▶ **TASK REQUIREMENTS**:
Please print every record below exactly as it reads.

[Saved entries]
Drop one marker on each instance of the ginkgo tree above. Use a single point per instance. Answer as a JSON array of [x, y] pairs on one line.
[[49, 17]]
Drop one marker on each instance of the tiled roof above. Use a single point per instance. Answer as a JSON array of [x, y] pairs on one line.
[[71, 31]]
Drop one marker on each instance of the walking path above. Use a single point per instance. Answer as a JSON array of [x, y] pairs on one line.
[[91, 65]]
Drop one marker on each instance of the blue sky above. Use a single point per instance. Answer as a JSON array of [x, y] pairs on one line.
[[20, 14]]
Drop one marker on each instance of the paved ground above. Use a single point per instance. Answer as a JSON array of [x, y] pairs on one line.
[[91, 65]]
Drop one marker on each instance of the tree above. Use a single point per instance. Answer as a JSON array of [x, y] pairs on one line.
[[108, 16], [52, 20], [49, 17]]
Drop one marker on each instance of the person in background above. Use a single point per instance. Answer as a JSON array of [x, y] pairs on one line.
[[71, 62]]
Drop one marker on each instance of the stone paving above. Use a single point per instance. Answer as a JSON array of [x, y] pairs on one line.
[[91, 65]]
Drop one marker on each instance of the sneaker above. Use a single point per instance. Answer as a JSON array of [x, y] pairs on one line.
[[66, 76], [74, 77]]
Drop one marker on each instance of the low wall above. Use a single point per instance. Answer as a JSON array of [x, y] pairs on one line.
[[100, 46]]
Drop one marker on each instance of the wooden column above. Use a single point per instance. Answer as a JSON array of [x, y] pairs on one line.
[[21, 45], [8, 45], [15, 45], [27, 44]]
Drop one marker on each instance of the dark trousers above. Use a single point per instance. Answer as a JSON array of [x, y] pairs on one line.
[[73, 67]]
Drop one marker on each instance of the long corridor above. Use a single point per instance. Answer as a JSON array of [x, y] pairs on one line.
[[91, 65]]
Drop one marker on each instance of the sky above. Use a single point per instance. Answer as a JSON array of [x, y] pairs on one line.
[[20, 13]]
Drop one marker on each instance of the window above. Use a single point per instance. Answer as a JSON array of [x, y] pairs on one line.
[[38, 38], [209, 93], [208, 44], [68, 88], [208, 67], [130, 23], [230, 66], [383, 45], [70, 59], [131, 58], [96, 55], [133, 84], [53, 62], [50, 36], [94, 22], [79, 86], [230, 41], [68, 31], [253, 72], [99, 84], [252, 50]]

▶ **RESPONSE FOR THIS EXERCISE**:
Drop one marker on each instance of the ginkgo tree above. Use a single point per instance. Answer as a JSON array of [x, y] pairs on one line.
[[49, 17]]
Drop one marker on each instance of the tiled roof above. Use a single point per instance. Answer as a JSON array of [x, y] pairs on one line.
[[71, 31]]
Drop one marker on each instance of the walking path above. Use a single point per instance. Answer as a JSON array of [x, y] pairs on one line.
[[91, 65]]
Drop one marker on each instance of the blue sky above. Use a single point per instance. Answer as a JSON array of [x, y] pairs on one line.
[[20, 14]]
Drop one marker on each instance of the paved ground above. Use a single point per instance. Answer as a JSON array of [x, y] pairs on one line.
[[91, 65]]
Drop one marker on each instance of the tree above. Use a single point per instance. Answer as a JSON array of [x, y] pairs on one line.
[[108, 16], [52, 20], [49, 17]]
Drop one marker on each instance of the person in background above. Use a single point per instance. Answer as a JSON array of [x, y] pairs on one line.
[[71, 62]]
Drop one marker on each instance of the stone paving above. Use a single point per instance. Answer as a JSON array of [x, y] pairs on one line.
[[91, 65]]
Drop one marker on each instance of the sneaker above. Use a single point per instance. Answer as a JSON array of [x, y] pairs on one line.
[[66, 76], [74, 77]]
Drop one marker on each instance of the low wall above. Use a single point per instance. Answer as a JSON array of [x, y] pairs on one line.
[[100, 46]]
Drop one marker on each instance of the wooden column above. Use a single point per instance. Answer as a JSON array of [x, y] pairs on one line.
[[21, 45], [8, 45], [15, 45], [27, 44]]
Drop one marker on each instance of the dark trousers above. Use a single point per instance. Answer as a JSON array of [x, y] pairs on one line.
[[73, 67]]
Drop one marker on each instance of the long corridor above. Use a single point per instance. Answer as a JSON array of [x, y] pairs on one line.
[[91, 65]]
Drop one marker on each instance of the sky above. Use a single point per instance. Answer as a JSON array of [x, y] pairs on one line.
[[20, 13]]
Drop one marker on each instance of the window above. Use a single point per instance. Answer as a JSON array of [x, y] pairs on one line.
[[38, 38], [209, 93], [208, 44], [68, 88], [208, 67], [130, 23], [230, 66], [383, 45], [70, 59], [131, 58], [96, 55], [133, 84], [53, 62], [50, 36], [94, 22], [79, 86], [230, 41], [68, 31], [253, 72], [99, 84], [252, 50]]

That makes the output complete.